━━ DOCUMENT SECTION ━━

In 2004 Dr. Csikszentmihalyi gave a TED Talk in which he explains that the nervous system is incapable of processing more than 110 bits of information per second. If you’re listening to someone speak you need to process about 60 bits of information per second in order to understand what they’re saying. This is why if there are two people talking to you at the same time, you can’t listen to both of them and understand what both are saying.
He then goes on to explain that when you’re completely involved in the process of creating something new you don’t have enough attention left over to monitor how your body feels–the fact that you’re hungry or tired–or to listen to your mind chatter. People in the flow state, like the composer in the quote at the top of this blog post, explain that when they enter this state of ecstasy it’s as if they don’t exist.
Composing is an activity that requires intense concentration. The composer’s body and his identity disappear while he’s composing because he doesn’t have enough attention to be able to compose well and at the same time to feel that he exists. It’s as if his existence is temporarily suspended while he’s creating.

━━━

— TASK INSTRUCTIONS —
1) Answer each question from the passage on the flow state.
(a) How many bits of information per second is the nervous system able to process?
(b) About how many bits per second must be processed to understand someone speaking?
(c) Which activity does the passage name as requiring intense concentration?
2) In the passage on the flow state, substitute "songwriter" for "composer" and write out the words from "He then goes" to "they don’t exist.".
3) Continue the passage on the flow state from its last sentence.
The lines that come after the passage on the flow state are separate material.

━━ SUPPLIED DATA ━━

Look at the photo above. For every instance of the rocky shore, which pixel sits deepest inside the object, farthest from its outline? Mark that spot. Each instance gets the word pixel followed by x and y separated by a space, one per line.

━━━

— ANSWERS FOR THE TASKS —
1)
(a) No more than 110 bits per second.
(b) About 60 bits per second.
(c) Composing.

2)
He then goes on to explain that when you’re completely involved in the process of creating something new you don’t have enough attention left over to monitor how your body feels–the fact that you’re hungry or tired–or to listen to your mind chatter. People in the flow state, like the songwriter in the quote at the top of this blog post, explain that when they enter this state of ecstasy it’s as if they don’t exist.

3)
It’s also important to note that the composer has the ability to “switch off” so that the process of composing becomes almost automatic. He doesn’t have to consciously think of what he’s doing because he’s highly skilled and very experienced at composing. An important part of achieving the flow state is developing a high level of skill in the particular area in which you’re striving to achieve a flow state.
An accomplished figure skater describes “flow” as follows:
“It was just one of those programs that clicked. I mean, everything went right, everything felt good . . . It’s just such a rush, like you feel it could go on and on and on, like you don’t want it to stop because it’s going so well. It’s almost as though you don’t have to think, it’s like everything goes automatically without thinking . . . it’s like you’re on automatic pilot, so you don’t have any thoughts. You hear the music but you’re not aware that you’re hearing it, because it’s a part of it all.”